→ **Job**: Render the rows below as a numbered list, leaving out any blank lines.

# start of Supplied material

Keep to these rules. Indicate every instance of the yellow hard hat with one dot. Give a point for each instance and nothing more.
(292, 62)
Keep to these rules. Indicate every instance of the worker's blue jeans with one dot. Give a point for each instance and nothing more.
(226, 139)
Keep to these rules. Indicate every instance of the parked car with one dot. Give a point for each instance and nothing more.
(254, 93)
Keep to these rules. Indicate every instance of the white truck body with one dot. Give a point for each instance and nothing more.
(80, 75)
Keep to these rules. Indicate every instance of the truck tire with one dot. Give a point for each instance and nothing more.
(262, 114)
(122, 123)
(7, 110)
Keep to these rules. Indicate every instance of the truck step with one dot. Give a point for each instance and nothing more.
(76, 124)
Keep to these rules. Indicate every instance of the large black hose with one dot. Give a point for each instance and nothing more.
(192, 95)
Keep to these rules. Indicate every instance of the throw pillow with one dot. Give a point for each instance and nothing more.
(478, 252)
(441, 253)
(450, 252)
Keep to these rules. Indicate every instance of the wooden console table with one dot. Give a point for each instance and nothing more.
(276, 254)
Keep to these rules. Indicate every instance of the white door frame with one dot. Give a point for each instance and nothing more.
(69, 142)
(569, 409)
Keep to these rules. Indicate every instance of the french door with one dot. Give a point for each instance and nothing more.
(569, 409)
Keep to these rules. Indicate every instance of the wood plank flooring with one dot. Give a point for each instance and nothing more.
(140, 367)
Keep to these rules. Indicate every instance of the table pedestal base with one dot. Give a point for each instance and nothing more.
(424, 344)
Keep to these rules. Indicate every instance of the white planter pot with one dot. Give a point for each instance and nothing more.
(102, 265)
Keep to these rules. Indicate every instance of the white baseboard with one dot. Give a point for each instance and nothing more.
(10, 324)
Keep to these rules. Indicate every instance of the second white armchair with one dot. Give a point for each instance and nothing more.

# end of Supplied material

→ **Completed task**:
1. Keep to these rules. Indicate every instance of the yellow hard hat with one dot. Give a point for each instance and nothing more.
2. (292, 62)
3. Keep to these rules. Indicate every instance of the worker's blue jeans with one dot. Give a point for each instance and nothing more.
4. (226, 139)
5. Keep to these rules. Indicate every instance of the parked car with one dot. Give a point for each instance and nothing more.
6. (254, 93)
7. Keep to these rules. Indicate every instance of the white truck body with one dot. Give a point for each instance and nothing more.
8. (80, 75)
9. Keep to these rules. Indicate every instance of the truck tire with one dot. Give a point for each instance and nothing more.
10. (262, 114)
11. (122, 123)
12. (7, 110)
13. Keep to these rules. Indicate every instance of the truck step with one dot. Give a point for each instance and nothing more.
14. (76, 124)
15. Keep to these rules. Indicate every instance of the large black hose with one dot. Give a point for each instance and nothing more.
16. (192, 95)
17. Keep to these rules. Indicate every instance of the throw pillow with one dot. Give a point for each instance and nothing more.
18. (478, 252)
19. (441, 253)
20. (450, 252)
21. Keep to these rules. Indicate every instance of the wooden console table with one dot. Give a point for each instance and nothing more.
22. (276, 254)
23. Keep to these rules. Indicate every instance of the white door frame with one dot. Give a point for each instance and nothing more.
24. (69, 142)
25. (569, 409)
26. Keep to these rules. Indicate every instance of the french door with one dot. Give a point for each instance and nothing more.
27. (569, 409)
28. Keep to these rules. Indicate every instance of the wood plank flooring with one dot. Give a point for each instance and nothing more.
29. (140, 367)
30. Keep to these rules. Indicate every instance of the table pedestal base with one dot. Give a point for each instance and nothing more.
31. (424, 344)
32. Keep to these rules. Indicate every instance of the white planter pot with one dot. Give a point for each instance and nothing more.
33. (102, 265)
34. Keep to these rules. Indicate every instance of the white baseboard with one dot. Give a point for each instance and nothing more.
35. (10, 324)
36. Keep to these rules. Indicate every instance of the second white armchair with one dot. Give a point for each instance and nothing more.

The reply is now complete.